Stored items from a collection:

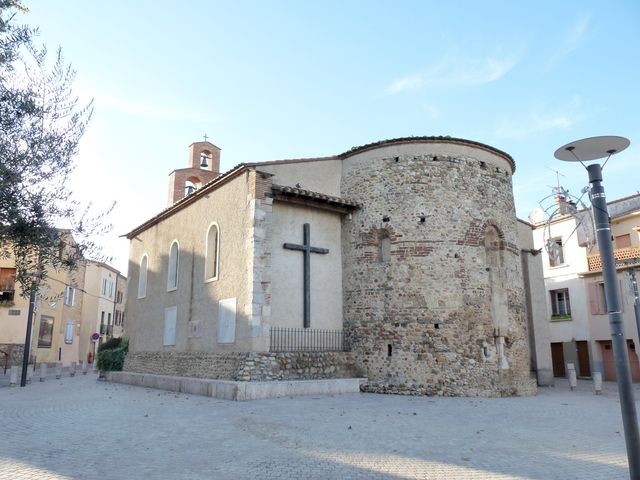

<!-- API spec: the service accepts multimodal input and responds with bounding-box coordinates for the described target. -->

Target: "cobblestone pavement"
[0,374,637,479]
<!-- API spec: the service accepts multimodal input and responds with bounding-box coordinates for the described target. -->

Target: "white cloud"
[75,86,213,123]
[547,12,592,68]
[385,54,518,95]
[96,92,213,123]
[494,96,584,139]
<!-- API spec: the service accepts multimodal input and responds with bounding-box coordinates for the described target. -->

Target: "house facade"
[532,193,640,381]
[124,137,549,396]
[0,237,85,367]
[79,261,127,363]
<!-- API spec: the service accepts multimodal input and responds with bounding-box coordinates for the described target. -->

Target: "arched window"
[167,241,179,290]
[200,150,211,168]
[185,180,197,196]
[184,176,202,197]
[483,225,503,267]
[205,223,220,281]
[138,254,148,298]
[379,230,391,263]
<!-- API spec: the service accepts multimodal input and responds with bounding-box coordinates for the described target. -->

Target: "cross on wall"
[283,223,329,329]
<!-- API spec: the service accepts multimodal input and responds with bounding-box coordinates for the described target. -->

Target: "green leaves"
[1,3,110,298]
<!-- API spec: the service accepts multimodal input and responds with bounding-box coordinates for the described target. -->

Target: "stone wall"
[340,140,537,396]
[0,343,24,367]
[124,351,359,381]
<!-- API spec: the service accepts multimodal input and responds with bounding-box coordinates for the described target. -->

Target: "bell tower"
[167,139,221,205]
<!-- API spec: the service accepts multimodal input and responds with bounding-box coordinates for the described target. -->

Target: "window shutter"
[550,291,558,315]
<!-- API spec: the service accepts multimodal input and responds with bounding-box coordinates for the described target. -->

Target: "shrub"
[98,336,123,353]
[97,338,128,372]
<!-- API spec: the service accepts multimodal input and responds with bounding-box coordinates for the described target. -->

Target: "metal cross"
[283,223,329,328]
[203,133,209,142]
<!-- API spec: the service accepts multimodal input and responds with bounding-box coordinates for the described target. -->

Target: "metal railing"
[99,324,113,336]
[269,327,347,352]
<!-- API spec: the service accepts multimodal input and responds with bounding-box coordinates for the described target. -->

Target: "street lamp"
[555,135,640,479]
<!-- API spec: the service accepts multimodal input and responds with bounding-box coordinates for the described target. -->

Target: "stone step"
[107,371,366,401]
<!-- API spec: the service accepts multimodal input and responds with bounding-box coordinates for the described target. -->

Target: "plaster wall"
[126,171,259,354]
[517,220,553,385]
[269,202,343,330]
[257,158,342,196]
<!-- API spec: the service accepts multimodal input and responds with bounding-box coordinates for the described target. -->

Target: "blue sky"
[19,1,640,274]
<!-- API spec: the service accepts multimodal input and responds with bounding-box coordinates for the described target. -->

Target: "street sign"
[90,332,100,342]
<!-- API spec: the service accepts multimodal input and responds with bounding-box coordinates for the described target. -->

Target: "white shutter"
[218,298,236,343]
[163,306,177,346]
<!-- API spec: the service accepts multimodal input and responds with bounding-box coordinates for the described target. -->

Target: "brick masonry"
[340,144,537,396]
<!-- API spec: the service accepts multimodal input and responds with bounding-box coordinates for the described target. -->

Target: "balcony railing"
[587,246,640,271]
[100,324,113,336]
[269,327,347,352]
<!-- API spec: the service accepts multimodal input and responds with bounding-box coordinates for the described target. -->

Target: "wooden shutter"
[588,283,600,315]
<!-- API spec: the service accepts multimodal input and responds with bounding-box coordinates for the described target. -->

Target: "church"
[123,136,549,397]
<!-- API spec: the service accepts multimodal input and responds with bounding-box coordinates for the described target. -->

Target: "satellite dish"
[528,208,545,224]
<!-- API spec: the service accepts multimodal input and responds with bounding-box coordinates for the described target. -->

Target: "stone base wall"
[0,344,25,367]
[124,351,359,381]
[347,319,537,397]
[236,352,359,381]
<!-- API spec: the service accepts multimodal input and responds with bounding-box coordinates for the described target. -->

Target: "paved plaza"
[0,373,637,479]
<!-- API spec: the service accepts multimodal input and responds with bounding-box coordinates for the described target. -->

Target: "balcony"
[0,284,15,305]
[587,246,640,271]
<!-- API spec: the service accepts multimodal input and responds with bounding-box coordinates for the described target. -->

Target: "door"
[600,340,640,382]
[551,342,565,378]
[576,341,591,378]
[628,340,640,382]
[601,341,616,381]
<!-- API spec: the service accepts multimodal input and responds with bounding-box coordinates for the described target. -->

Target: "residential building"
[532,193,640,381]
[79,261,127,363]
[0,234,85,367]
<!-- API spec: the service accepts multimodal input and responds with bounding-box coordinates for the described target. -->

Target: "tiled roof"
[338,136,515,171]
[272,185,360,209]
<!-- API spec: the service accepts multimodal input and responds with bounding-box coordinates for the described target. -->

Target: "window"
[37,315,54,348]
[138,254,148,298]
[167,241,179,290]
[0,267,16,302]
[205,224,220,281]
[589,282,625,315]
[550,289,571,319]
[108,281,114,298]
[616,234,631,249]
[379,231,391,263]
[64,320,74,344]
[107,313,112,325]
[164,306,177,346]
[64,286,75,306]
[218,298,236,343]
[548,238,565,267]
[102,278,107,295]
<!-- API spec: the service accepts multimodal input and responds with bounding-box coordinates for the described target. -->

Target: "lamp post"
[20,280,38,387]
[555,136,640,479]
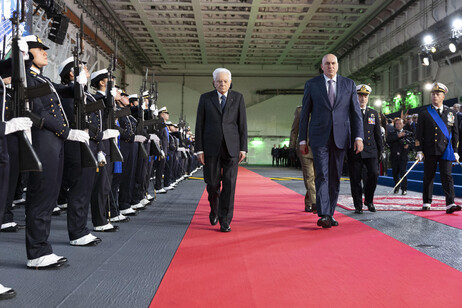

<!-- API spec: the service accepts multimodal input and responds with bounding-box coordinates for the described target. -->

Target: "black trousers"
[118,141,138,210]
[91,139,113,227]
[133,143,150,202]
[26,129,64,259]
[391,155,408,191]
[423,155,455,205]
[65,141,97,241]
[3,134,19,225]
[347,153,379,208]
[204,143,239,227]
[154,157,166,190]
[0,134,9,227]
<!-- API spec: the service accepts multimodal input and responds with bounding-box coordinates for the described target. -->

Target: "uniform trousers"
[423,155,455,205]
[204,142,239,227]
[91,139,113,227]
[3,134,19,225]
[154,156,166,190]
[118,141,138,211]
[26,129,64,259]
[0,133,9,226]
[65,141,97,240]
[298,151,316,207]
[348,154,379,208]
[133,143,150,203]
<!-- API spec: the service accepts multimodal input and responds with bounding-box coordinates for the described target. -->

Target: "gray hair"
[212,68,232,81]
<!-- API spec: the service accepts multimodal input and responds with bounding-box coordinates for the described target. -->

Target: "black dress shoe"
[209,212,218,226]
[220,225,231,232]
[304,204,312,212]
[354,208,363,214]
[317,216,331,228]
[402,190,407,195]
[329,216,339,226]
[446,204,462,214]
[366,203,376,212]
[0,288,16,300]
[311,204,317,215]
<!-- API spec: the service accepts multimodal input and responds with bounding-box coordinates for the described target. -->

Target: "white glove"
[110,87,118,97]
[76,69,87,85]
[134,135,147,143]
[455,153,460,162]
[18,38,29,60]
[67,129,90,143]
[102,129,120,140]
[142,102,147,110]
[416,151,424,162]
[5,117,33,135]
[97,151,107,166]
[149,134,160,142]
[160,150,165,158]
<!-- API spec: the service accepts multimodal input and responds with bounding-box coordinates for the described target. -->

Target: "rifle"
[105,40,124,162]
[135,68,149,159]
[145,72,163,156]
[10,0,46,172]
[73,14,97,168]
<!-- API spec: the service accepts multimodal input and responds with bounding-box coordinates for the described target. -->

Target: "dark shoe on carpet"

Required action: Return each line above exactly; any pictures are to be skipped.

Task result:
<!-- API spec: the service accepts multimodal input and responds with bounding-box coordinates for the described target. -->

Target: "cobblestone pavement"
[0,374,637,479]
<!-- API spec: the service accepts multimodal input and responds with bounding-box coordinates for the described target. -->

Target: "white cloud"
[75,86,213,123]
[547,12,592,68]
[385,54,518,95]
[96,92,213,123]
[494,96,584,139]
<!-- API spec: the service accepts multimodal input and responds with bounding-box coordinates for the described target. -->

Target: "house facade"
[532,193,640,381]
[124,137,549,396]
[0,237,85,367]
[79,261,127,363]
<!-- API spec: the service accepts multimodal input and responds with bounding-box coordinates for the described target. -->

Target: "arched window"
[167,241,179,290]
[200,150,211,168]
[185,180,197,196]
[184,176,202,197]
[483,225,503,267]
[205,223,220,281]
[138,254,148,298]
[379,230,391,263]
<!-- API spec: the service accepts multimodal input and responds with bounding-box coordinates for the described target. -->

Target: "cross on wall"
[283,223,329,329]
<!-- API spec: the service accepts multimodal input and responds with bounding-box coordinates for the described target. -->

Target: "green leaves"
[1,3,110,298]
<!-- API spec: the service accepts multimodal input and responds with bounding-box coordinates for the described target. -->

Target: "stone wall"
[340,140,537,396]
[0,343,24,367]
[124,351,359,381]
<!-- API spec: the service accepts multimodal input and responds with bounding-box coordinates for the described target. -->

Target: "bell tower"
[167,139,221,205]
<!-- API spec: the service accepts multimodal input and responds with bounding-box coordinates for the described target. -->

Target: "window shutter"
[550,291,558,315]
<!-- API spec: the service accepts multimodal input and responds with bounding-box coordinates for the described target. -->

Target: "shrub"
[98,336,123,353]
[97,338,128,372]
<!-- API spec: the service accepts multimodal input and responds with bounding-box coordinates for the described target. -->

Target: "metal cross"
[283,223,329,328]
[203,133,209,142]
<!-- API spec: the service accepts multimodal input and responds with bounding-box coordinates for the described target. -->

Target: "metal railing"
[99,324,113,336]
[269,327,347,352]
<!-- API spec: the service accepts multimodal input and responds with bounding-box coordinates for the described target. -->

Target: "street lamp"
[555,135,640,479]
<!-- API spec: the service accepts multimodal input and responds with bounding-box coordinates for the described target. -->

Target: "stone step"
[107,371,366,401]
<!-- API spec: the service accepts multimodal input and responds with bounding-box coordinates for the described target. -->

Target: "plaster wall"
[126,171,259,354]
[517,220,553,385]
[269,202,343,330]
[257,158,342,196]
<!-- API spec: the service accepts multimodal input and responds with bounding-box coordinates for the described target. -->

Target: "blue sky"
[19,1,640,274]
<!-- API spec: the service accepts multimodal input and responds with bounding-box coordinates for the described target. -->

Target: "street sign"
[90,332,100,342]
<!-- API spec: the service accepts multimodal input and responds with bounding-box coordinates for the described target. -->

Target: "white shutter"
[218,298,236,343]
[163,306,177,346]
<!-- API spec: the service accepts multimodal input and responds with bounding-box coordinates for the described target. -->

Target: "brick masonry"
[340,144,537,396]
<!-- API spec: the service accepts multimodal input and responds with bounding-box coordinates for the described target. -->

Target: "balcony railing"
[587,246,640,271]
[100,324,113,336]
[269,327,347,352]
<!-- API spec: the service accepts multimodal input and responds with bounding-box coordinates for the described target. -->

Target: "wooden shutter"
[588,283,600,315]
<!-- API spec: the service accepts multimodal input and responds with bounding-box coordinates for the described target. -->

Target: "church"
[123,136,549,397]
<!-- API spec: the service accepts multimodal input and responds with bounding-box coordinates for the described target. -->

Target: "satellite dish"
[528,208,545,224]
<!-- API spec: the service accepts multimodal input and responds with bounding-box coordinates for the described target. -->

Target: "stone base wall"
[0,344,25,367]
[124,351,359,381]
[347,319,537,397]
[236,352,359,381]
<!-- API spec: the service accepts multimodal input and responds with bounding-box coordinates for the described target. -->

Target: "paved plaza"
[0,373,637,479]
<!-- API spec: the service accepts multimodal input and responds with bounding-box coordinates for the described target. -->

Target: "balcony"
[0,284,15,305]
[587,246,640,271]
<!-- API spec: the service accepts multimodal input and responds with bounding-box coordinates for the described target. -->

Target: "door"
[600,340,640,382]
[551,342,565,378]
[576,341,591,378]
[628,340,640,382]
[601,341,616,381]
<!-- API spec: the service accepts multimodal input and responds with bounding-box coordinates for the described target. -->

Target: "residential building"
[532,193,640,381]
[79,261,127,363]
[0,234,85,367]
<!-- API spec: the service accepts multimodal input and responds with bounding-box coordinates for the described target. -->

Target: "tiled roof"
[338,136,515,171]
[272,185,360,209]
<!-- API spec: the service accepts multimodal input and responds with bounding-box coordinates for the described target. -->

Target: "window"
[37,315,54,348]
[138,254,148,298]
[167,241,179,290]
[0,267,16,302]
[205,224,220,281]
[589,282,625,315]
[550,289,571,319]
[108,281,114,298]
[616,234,631,249]
[379,231,391,263]
[64,320,74,344]
[107,313,112,325]
[164,306,177,346]
[64,286,75,306]
[218,298,236,343]
[548,238,565,267]
[102,278,107,295]
<!-- API spec: the service accepts multimodal input and responds with bounding-box coordinates for the described target. -->

Target: "lamp post"
[20,280,38,387]
[555,136,640,479]

<!-- API spec: the service accepts multimodal input and responds with bounding-box coordinates for the described target. -->

Target: "black trousers"
[118,141,138,210]
[91,139,113,227]
[133,143,150,202]
[26,129,64,259]
[391,155,408,191]
[423,155,455,205]
[65,141,97,241]
[3,134,19,225]
[347,153,379,208]
[204,143,239,227]
[154,157,166,190]
[0,134,9,227]
<!-- API spec: the service accepts multimodal input and responds with bounding-box coordinates for the described target. -->

Target: "uniform trousers"
[423,155,455,205]
[204,142,239,227]
[91,139,113,227]
[3,134,19,225]
[154,156,166,190]
[118,141,138,211]
[26,129,64,259]
[0,133,9,226]
[65,141,97,240]
[298,151,316,207]
[348,154,379,208]
[133,143,150,203]
<!-- API spec: the service accepts multimodal input and responds with bounding-box coordinates for the described target. -->

Target: "gray hair"
[212,68,232,81]
<!-- API spec: the service accepts multimodal input and responds with bounding-box coordinates for the described target. -->

Target: "black dress shoe"
[209,212,218,226]
[220,225,231,232]
[304,204,312,212]
[354,208,363,214]
[317,216,331,228]
[402,190,407,195]
[329,216,339,226]
[446,204,462,214]
[366,203,376,212]
[0,288,16,300]
[311,204,317,215]
<!-- API spec: the service accepts multimodal input and responds with bounding-box coordinates for the described target. -->

Target: "white glove"
[110,87,118,97]
[76,69,87,85]
[134,135,147,143]
[455,153,460,162]
[18,38,29,60]
[67,129,90,143]
[102,129,120,140]
[142,102,147,110]
[416,151,424,162]
[5,117,33,135]
[97,151,107,166]
[149,134,160,142]
[160,150,165,158]
<!-- API spec: the service accepts multimodal input and responds with bounding-box coordinates for the described target. -->

Target: "rifle"
[105,40,124,162]
[135,68,149,159]
[145,72,163,156]
[10,0,46,172]
[73,14,97,168]
<!-- API spec: the service accepts multimodal input and responds with bounding-box coordinates for the described target. -->

Target: "dark shoe on carpet"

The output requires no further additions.